L'Autorité bancaire européenne estime que les contrôles LCB-FT du secteur des paiements soient insuffisants
Régulateurs et institutions-clés ArticlesAu terme d’une évaluation réalisée en 2022, l’Autorité bancaire européenne (ABE) a constaté que les entreprises du secteur des paiements présentaient des lacunes au niveau de leurs contrôles pour lutter contre le blanchiment de capitaux et le financement du terrorisme (BC-FT). Elle a également constaté que, malgré les risques importants de BC-FT auxquels le secteur est confronté, certaines autorités de l’Union européenne (UE) ne supervisent pas suffisamment la gestion du secteur en termes de lutte contre le blanchiment d’argent et le financement du terrorisme (LCB-FT). Cela permet à des entreprises ne disposant pas de mesures LCB-FT appropriées d’exercer dans l’UE en s’établissant dans des pays où la supervision est insuffisante.
L’évaluation a été réalisée conformément au règlement fondateur de l’ABE qui exige que le régulateur procède à des évaluations des risques sectoriels en définissant des « risques significatifs » dans le secteur financier européen.
Risques et faiblesses identifiés en matière de LCB-FT
Le rapport fait état de plusieurs zones de risque élevé pour le secteur des paiements qui devraient être pleinement prises en compte par les évaluations des risques BC-FT et les cadres de gestion des risques des entreprises concernées. Ces risques sont liés à des réalités inhérentes au secteur des paiements, notamment une forte utilisation d’espèces, des transactions en gros volume et à grande vitesse, des relations d’affaires brèves ainsi que des opérations dans des juridictions plus à risque.
À la lumière de ces risques, le rapport a également identifié sept domaines clés où les faiblesses doivent être traités dans ce secteur :
- Une faible sensibilisation à la LCB-FT – Ce domaine reste une faiblesse majeure malgré quelques améliorations globales au fil du temps. L’une des raisons de cette faiblesse est une formation insuffisante du personnel chargé de la LCB-FT.

## Consignes
1. Répondez à ces questions à partir du texte sur l'Autorité bancaire européenne :
(a) En quelle année l'ABE a-t-elle réalisé son évaluation ?
(b) Combien de domaines clés de faiblesse le rapport a-t-il identifiés ?
(c) Quelle raison le texte donne-t-il à la faible sensibilisation à la LCB-FT ?
2. Restituez sous forme de liste JSON de chaînes, à raison d'une chaîne par ligne et sans les lignes vides, la partie des entrées qui commence à la ligne contenant "Return the polygon of every instance of the stone" et se termine à celle contenant "151L63 150L65 148L65", ces deux lignes comprises.
Ces entrées n'ont aucun rapport avec le texte sur l'Autorité bancaire européenne.

Entrées d'annotation de contours:
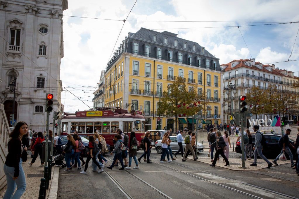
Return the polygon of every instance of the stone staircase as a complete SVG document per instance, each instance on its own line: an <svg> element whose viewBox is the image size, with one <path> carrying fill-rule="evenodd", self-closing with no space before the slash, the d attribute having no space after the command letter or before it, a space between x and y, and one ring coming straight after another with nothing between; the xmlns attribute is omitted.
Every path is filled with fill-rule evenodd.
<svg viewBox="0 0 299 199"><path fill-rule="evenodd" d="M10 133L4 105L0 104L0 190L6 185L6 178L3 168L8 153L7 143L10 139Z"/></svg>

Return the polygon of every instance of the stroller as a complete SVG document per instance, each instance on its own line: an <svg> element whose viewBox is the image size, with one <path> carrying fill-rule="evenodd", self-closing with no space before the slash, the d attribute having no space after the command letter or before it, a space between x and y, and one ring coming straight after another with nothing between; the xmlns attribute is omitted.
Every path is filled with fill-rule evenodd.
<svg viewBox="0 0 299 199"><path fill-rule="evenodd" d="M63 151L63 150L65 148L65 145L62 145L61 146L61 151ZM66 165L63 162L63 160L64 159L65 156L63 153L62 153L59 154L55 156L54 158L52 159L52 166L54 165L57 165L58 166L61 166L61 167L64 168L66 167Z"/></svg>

---

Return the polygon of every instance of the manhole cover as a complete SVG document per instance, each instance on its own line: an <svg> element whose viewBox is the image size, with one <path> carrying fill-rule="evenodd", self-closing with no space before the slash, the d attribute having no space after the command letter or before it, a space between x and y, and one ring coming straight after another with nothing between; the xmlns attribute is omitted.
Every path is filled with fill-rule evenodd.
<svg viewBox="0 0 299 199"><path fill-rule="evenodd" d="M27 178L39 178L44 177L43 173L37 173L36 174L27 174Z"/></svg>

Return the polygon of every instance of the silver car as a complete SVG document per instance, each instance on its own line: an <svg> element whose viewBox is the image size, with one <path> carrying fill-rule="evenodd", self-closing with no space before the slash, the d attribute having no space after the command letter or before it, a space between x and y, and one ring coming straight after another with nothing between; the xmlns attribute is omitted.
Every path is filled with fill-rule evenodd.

## Réponses
1.
(a) En 2022.
(b) Sept domaines clés.
(c) Une formation insuffisante du personnel chargé de la LCB-FT.

2.
[
  "Return the polygon of every instance of the stone staircase as a complete SVG document per instance, each instance on its own line: an <svg> element whose viewBox is the image size, with one <path> carrying fill-rule=\"evenodd\", self-closing with no space before the slash, the d attribute having no space after the command letter or before it, a space between x and y, and one ring coming straight after another with nothing between; the xmlns attribute is omitted.",
  "Every path is filled with fill-rule evenodd.",
  "<svg viewBox=\"0 0 299 199\"><path fill-rule=\"evenodd\" d=\"M10 133L4 105L0 104L0 190L6 185L6 178L3 168L8 153L7 143L10 139Z\"/></svg>",
  "Return the polygon of every instance of the stroller as a complete SVG document per instance, each instance on its own line: an <svg> element whose viewBox is the image size, with one <path> carrying fill-rule=\"evenodd\", self-closing with no space before the slash, the d attribute having no space after the command letter or before it, a space between x and y, and one ring coming straight after another with nothing between; the xmlns attribute is omitted.",
  "Every path is filled with fill-rule evenodd.",
  "<svg viewBox=\"0 0 299 199\"><path fill-rule=\"evenodd\" d=\"M63 151L63 150L65 148L65 145L62 145L61 146L61 151ZM66 165L63 162L63 160L64 159L65 156L63 153L62 153L59 154L55 156L54 158L52 159L52 166L54 165L57 165L58 166L61 166L61 167L64 168L66 167Z\"/></svg>"
]